Document passage:
--- Begin ---

Droned 21st Century Vision oil on linen 40 x 50 cm 2018
DRONE VISION Vs DRONED VISION
The term 'drone vision' is different to 'droned vision'. 'Drone vision' ascribes vision capabilities to a drone, a machine. This is something I have previously critiqued.* The latter, 'droned vision', is about how human vision is changed as a result of ubiquitous images viewed on screens, for example, camera screens, mobile phones and computers. The flattening of an image, the pixellation of an image, the cross-haired focussing to generate and view an image, all contribute to 'droned vision'. The simulation of perspective is a trickery that implodes both literal and metaphoric perspective. The latter should be the ability to cast critical eyes and intellect to penetrate the digital data that makes up 21st century imagery. I fear this has been eroded.

--- End ---

Data records:
--- Begin ---

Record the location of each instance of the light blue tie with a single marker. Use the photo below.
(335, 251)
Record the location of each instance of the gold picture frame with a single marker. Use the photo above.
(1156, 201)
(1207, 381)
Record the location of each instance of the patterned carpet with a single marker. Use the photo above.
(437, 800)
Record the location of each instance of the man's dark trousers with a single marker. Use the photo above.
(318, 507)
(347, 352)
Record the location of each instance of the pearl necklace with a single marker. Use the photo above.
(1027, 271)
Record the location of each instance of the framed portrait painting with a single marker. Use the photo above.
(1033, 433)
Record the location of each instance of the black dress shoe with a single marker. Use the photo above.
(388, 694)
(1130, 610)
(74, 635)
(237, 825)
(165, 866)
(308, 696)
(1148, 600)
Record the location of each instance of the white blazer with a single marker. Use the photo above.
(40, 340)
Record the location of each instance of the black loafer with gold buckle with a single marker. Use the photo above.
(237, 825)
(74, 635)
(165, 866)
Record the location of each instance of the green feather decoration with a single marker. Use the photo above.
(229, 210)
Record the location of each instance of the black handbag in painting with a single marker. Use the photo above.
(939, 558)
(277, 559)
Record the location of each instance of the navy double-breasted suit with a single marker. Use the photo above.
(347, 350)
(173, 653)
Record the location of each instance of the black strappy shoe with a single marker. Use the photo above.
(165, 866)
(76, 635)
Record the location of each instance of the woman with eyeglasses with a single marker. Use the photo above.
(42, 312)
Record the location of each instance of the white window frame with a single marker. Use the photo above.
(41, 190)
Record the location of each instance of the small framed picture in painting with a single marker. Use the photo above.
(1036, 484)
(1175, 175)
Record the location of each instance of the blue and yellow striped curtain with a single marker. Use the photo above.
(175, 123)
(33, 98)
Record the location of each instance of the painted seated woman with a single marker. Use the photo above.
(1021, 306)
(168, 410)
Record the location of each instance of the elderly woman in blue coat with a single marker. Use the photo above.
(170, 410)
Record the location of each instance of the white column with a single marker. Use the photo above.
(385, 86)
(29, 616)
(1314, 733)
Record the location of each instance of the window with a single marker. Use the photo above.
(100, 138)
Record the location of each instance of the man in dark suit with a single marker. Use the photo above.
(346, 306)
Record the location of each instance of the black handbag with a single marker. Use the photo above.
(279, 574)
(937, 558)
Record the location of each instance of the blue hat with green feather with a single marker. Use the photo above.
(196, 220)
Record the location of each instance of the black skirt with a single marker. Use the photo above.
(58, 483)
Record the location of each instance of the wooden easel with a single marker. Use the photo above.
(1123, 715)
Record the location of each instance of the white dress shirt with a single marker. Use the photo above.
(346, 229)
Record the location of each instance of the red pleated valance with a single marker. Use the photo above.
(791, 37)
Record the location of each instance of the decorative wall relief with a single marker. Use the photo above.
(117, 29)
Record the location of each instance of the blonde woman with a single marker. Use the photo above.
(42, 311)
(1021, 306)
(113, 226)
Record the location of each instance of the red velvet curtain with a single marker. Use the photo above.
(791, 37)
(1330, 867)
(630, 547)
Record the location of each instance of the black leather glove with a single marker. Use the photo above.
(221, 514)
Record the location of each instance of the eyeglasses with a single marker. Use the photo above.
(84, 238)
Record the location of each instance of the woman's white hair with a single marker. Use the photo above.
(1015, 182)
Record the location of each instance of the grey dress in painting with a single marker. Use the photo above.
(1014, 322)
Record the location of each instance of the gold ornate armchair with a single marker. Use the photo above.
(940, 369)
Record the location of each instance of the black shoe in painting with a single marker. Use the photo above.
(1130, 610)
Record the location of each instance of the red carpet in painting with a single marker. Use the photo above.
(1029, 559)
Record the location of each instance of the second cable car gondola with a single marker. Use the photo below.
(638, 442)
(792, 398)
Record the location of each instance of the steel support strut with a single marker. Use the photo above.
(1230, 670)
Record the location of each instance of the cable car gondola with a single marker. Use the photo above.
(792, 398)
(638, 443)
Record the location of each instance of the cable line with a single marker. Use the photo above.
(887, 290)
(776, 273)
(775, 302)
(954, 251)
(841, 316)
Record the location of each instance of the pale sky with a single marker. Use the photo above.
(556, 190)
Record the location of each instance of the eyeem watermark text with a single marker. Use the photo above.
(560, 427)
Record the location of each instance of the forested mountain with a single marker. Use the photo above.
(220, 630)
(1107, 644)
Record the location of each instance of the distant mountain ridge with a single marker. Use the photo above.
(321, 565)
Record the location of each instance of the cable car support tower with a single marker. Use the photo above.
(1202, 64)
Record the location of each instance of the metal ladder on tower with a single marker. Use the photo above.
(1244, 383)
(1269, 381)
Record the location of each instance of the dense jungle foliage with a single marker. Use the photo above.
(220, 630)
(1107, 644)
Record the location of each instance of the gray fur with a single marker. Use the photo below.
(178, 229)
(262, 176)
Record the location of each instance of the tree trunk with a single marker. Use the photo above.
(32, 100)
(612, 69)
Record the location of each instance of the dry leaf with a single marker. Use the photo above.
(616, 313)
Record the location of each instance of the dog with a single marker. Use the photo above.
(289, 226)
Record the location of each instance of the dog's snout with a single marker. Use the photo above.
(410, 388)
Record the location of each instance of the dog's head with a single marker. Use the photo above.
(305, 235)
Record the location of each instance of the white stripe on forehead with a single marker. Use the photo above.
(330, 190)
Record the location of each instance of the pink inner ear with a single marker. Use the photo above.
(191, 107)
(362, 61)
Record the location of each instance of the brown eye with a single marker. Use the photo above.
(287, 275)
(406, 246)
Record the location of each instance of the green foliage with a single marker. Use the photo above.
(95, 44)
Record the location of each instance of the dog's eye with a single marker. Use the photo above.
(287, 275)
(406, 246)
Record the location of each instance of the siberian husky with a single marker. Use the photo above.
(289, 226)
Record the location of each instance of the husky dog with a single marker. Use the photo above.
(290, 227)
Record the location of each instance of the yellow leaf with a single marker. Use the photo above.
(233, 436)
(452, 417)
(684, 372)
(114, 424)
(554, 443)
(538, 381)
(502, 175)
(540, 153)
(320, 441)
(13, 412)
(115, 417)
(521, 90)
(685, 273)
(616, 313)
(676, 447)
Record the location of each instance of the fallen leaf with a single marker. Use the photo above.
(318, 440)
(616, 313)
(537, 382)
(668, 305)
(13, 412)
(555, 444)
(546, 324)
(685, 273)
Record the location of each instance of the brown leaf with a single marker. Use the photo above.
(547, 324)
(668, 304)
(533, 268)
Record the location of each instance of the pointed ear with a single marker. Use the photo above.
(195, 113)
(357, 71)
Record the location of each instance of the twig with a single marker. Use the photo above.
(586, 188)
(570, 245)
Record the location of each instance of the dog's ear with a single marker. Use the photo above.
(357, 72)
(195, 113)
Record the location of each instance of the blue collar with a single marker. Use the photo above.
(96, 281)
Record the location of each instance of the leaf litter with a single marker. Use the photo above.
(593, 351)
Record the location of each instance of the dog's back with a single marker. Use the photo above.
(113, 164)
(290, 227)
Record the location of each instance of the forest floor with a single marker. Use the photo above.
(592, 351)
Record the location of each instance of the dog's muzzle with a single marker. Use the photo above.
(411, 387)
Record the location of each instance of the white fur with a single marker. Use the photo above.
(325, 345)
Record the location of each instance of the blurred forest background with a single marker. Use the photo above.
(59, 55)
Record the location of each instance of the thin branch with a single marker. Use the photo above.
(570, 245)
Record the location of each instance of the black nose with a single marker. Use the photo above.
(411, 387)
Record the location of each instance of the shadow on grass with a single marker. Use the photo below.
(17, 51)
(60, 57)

--- End ---

Set problem: Reproduce the piece on drone vision and droned vision in full, word for word, from its first line to its last.

Answer to this task:
Droned 21st Century Vision oil on linen 40 x 50 cm 2018
DRONE VISION Vs DRONED VISION
The term 'drone vision' is different to 'droned vision'. 'Drone vision' ascribes vision capabilities to a drone, a machine. This is something I have previously critiqued.* The latter, 'droned vision', is about how human vision is changed as a result of ubiquitous images viewed on screens, for example, camera screens, mobile phones and computers. The flattening of an image, the pixellation of an image, the cross-haired focussing to generate and view an image, all contribute to 'droned vision'. The simulation of perspective is a trickery that implodes both literal and metaphoric perspective. The latter should be the ability to cast critical eyes and intellect to penetrate the digital data that makes up 21st century imagery. I fear this has been eroded.